• _Task brief_:
Set down each record below precisely, skipping the pictures.

[Dataset excerpt]
--- Start ---
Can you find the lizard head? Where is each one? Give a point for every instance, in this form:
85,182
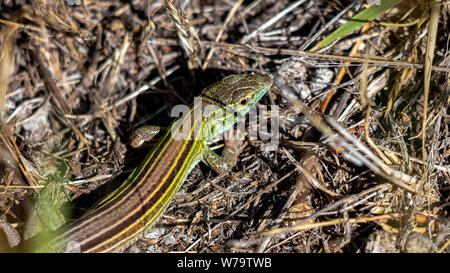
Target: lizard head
231,99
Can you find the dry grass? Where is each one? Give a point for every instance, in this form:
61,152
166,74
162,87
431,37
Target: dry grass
363,159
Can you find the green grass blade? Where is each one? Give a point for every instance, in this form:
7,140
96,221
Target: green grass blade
360,19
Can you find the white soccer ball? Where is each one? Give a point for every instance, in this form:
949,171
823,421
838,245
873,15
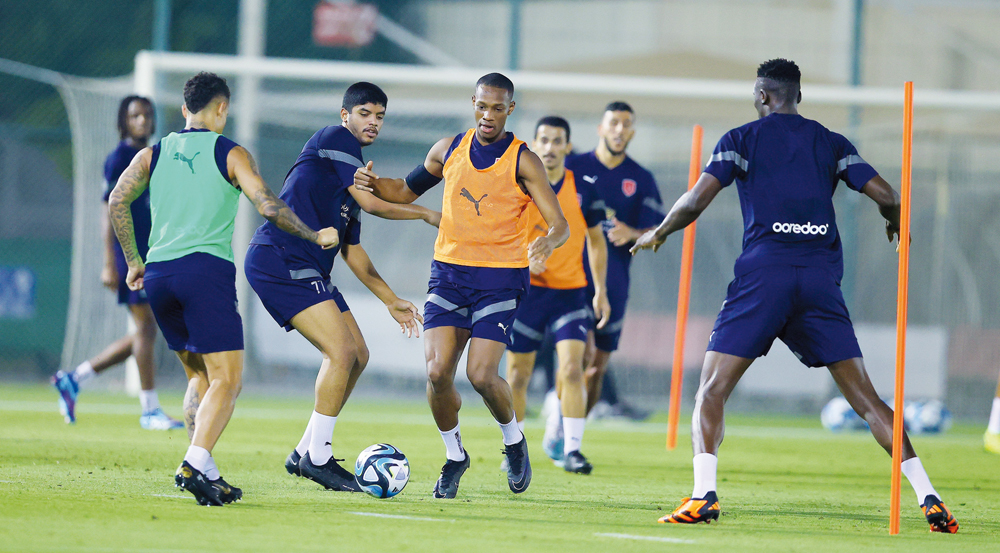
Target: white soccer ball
839,416
382,470
926,417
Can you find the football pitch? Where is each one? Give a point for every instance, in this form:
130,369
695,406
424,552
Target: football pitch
785,484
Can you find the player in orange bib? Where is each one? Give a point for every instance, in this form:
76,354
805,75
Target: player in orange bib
480,268
558,302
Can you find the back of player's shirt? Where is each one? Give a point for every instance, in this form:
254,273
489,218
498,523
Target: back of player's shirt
786,168
316,190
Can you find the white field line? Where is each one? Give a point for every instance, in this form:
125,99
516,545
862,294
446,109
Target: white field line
273,414
642,538
400,517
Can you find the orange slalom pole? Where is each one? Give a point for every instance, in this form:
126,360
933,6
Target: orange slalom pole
902,294
683,300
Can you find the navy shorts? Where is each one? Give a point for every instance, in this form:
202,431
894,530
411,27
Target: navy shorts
285,293
488,314
802,306
127,296
606,339
564,313
194,301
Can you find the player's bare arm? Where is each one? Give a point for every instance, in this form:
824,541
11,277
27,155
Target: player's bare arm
109,274
395,190
244,173
131,184
404,312
685,210
597,253
888,204
535,182
398,212
621,234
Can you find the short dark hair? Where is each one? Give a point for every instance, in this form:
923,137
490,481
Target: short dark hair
497,80
361,93
123,114
200,90
780,70
784,78
618,105
553,121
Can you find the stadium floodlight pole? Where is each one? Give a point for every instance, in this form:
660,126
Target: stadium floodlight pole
683,300
902,293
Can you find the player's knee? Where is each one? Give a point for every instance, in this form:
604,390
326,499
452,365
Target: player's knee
439,377
518,377
571,374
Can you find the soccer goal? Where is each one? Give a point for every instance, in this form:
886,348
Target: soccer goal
278,103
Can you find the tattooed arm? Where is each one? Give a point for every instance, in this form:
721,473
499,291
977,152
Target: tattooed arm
131,184
244,173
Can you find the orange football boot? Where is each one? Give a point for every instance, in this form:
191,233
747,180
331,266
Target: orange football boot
938,516
693,511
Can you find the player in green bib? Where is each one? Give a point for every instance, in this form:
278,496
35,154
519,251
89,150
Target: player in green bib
195,177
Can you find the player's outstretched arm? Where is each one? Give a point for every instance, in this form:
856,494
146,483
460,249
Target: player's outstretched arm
531,175
888,204
397,212
597,254
131,184
109,274
404,312
244,173
686,209
399,191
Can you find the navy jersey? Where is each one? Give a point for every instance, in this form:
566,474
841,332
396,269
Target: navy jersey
480,278
786,168
629,194
316,189
115,164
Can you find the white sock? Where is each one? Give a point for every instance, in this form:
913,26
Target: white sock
554,421
198,458
573,434
212,471
453,444
994,425
83,372
303,446
915,473
705,465
321,438
150,402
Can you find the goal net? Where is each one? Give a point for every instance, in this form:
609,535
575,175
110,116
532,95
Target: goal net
278,103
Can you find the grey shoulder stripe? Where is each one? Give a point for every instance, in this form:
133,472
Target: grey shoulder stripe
337,155
849,160
730,156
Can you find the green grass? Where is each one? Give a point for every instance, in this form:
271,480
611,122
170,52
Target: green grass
785,485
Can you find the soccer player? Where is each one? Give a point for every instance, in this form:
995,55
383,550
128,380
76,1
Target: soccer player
195,178
136,123
787,284
557,300
480,268
633,205
292,275
991,439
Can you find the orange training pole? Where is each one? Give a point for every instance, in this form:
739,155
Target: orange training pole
902,292
683,299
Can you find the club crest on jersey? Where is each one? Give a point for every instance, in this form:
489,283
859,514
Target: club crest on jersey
629,187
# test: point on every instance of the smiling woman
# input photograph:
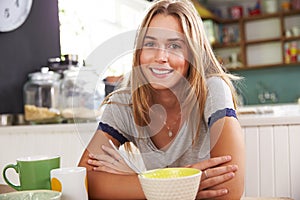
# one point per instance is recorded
(177, 108)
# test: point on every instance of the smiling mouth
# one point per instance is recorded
(161, 71)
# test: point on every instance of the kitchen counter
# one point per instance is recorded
(271, 135)
(263, 115)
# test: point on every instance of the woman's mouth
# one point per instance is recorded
(161, 71)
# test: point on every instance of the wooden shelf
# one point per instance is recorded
(254, 67)
(243, 45)
(288, 39)
(226, 45)
(263, 41)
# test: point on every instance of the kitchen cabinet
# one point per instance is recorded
(272, 139)
(260, 41)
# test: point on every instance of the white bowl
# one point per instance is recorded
(32, 195)
(170, 183)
--- End ---
• _Result_:
Can you find the lizard head? Where is each one? Give a point for every instance, in this form:
85,182
Target: lizard head
231,99
Can you find the dry grass? Where is each one? Give a point for every instance, in this form:
61,152
166,74
162,87
431,37
Target: dry grass
363,159
Can you find the green grass blade? Where is each one? Give a point for every instance, in this form:
7,140
96,221
Target: green grass blade
360,19
Can you find the white soccer ball? Where is each one? Give a point for every instance, in this form:
949,171
823,421
838,245
873,15
Target: white soccer ball
839,416
382,470
926,417
Can you find the football pitch? Where is each one? Give a point for every instance, in this form:
130,369
695,406
424,552
Target: football pitch
785,484
Can you find the player in orange bib? Where is each one? Give a point for every instance, in this form:
76,354
805,75
Target: player in orange bib
480,268
558,302
Can you find the back of player's shirt? Where is each one? Give a point for every instance, in this form:
254,273
489,218
498,523
Target: back of player's shirt
786,168
316,190
Can you find the white field line? Where is each one? Give a point for every instance, in this form:
125,99
516,545
862,294
446,109
Target: white field line
273,414
642,538
400,517
Can you find the orange slalom pole? Where is each one? Give a point for every instance, in this form:
126,360
933,6
Target: orange slalom pole
902,294
683,300
Can you find the navy shorts? Where is each one? Give a point for every instance, in this form:
202,431
894,530
411,27
Target: navy shorts
285,293
488,314
802,306
127,296
606,339
564,313
194,301
Can you find the player's bare arm? Where is each one? Give a point for every instance, in this form:
824,541
11,277
27,155
Target: player's bare arm
109,274
395,190
244,173
131,184
404,312
685,210
597,253
888,204
535,182
398,212
621,234
Can you find the short dark hair? Where is each one? Give a point for every instance, in this form:
923,137
490,481
Target: short dark hair
497,80
361,93
123,114
200,90
780,70
784,78
618,105
553,121
Can you find the stadium floodlight pole? Where is each one? Give a point for every instance, in this form:
660,126
Target: stadium floodlight pole
683,300
902,293
Can you find the player's knee? Where is each one? Give a point for every instance, in this form:
604,390
326,499
452,365
Target: player's knee
439,377
518,377
571,374
Can you find the soccer goal? Where is each one? Give a point for every instance, in this form:
886,348
Target: soccer goal
278,103
Can you find the tattooed arm? Where is each one? Give a point for every instance, in this form:
721,473
499,291
977,152
Target: tattooed arm
131,184
244,173
Can you find the orange football boot? Where is each one? Give a point for every instance, in this form:
191,233
747,180
331,266
Target: orange football boot
938,516
693,511
Can you find the player in green bib? Where is each one? Give a point for every instance, in this form:
278,496
35,154
519,251
89,150
Target: player in green bib
195,177
Can you find the player's outstretched arm? Where is each one? Give a point for every instance, in this form:
856,494
146,483
460,249
Target: player's outstretched arm
531,175
888,204
397,212
597,254
131,184
109,274
404,312
244,173
686,209
399,191
Can you find the navy jersey? Where is each one? Give a point for every instance, in this form:
566,474
841,332
396,269
Target: navy jersey
480,278
786,168
629,194
316,189
115,164
Can you find the white sock? Where is each one? Give a point for every instance, in this form:
913,26
Target: white sock
554,421
198,458
573,434
212,471
453,444
994,425
83,372
303,446
915,473
705,465
321,438
150,402
Can you find the goal net? Where is each one? Give a point for every instance, in this form:
609,535
575,175
110,116
532,95
Target: goal net
278,103
Can you find the grey shoulder stripe? Where is each one? Give a point for every instance, in this form:
133,472
Target: grey shoulder stripe
337,155
849,160
730,156
Can you find the green grass? Where is each one? Give a point for every instance, in this form:
271,480
611,122
170,52
Target: green grass
785,485
Can you find the soccer player? Where is each one? Give a point for every instance, in this form:
995,55
383,550
128,380
76,1
Target: soccer player
195,178
136,123
787,284
557,300
480,268
633,205
292,275
991,439
Can you find the orange training pole? Where is each one? Give a point for every instance, in this form:
739,155
Target: orange training pole
902,292
683,299
Can you find the club crest on jersey? Where is each one? Give a point for every instance, in this form:
489,283
859,514
Target: club crest on jersey
629,187
# test: point on every instance of the smiling woman
# input photograph:
# one point per instance is recorded
(177, 108)
# test: point on every instance of the smiling mouth
# one point per instance is recorded
(161, 71)
# test: point on every instance of the kitchen counter
# one point per instance is recorded
(271, 135)
(263, 115)
# test: point on every instance of the woman's mouth
# one point per instance is recorded
(161, 71)
# test: point on every instance of the wooden shelf
# one point per instance is recorded
(254, 67)
(243, 45)
(288, 39)
(226, 45)
(263, 41)
# test: point on every instance of the kitchen cabinet
# one point per instance is recorded
(272, 139)
(260, 41)
# test: point on every instance of the white bowl
# one point per instance is recorded
(32, 195)
(170, 183)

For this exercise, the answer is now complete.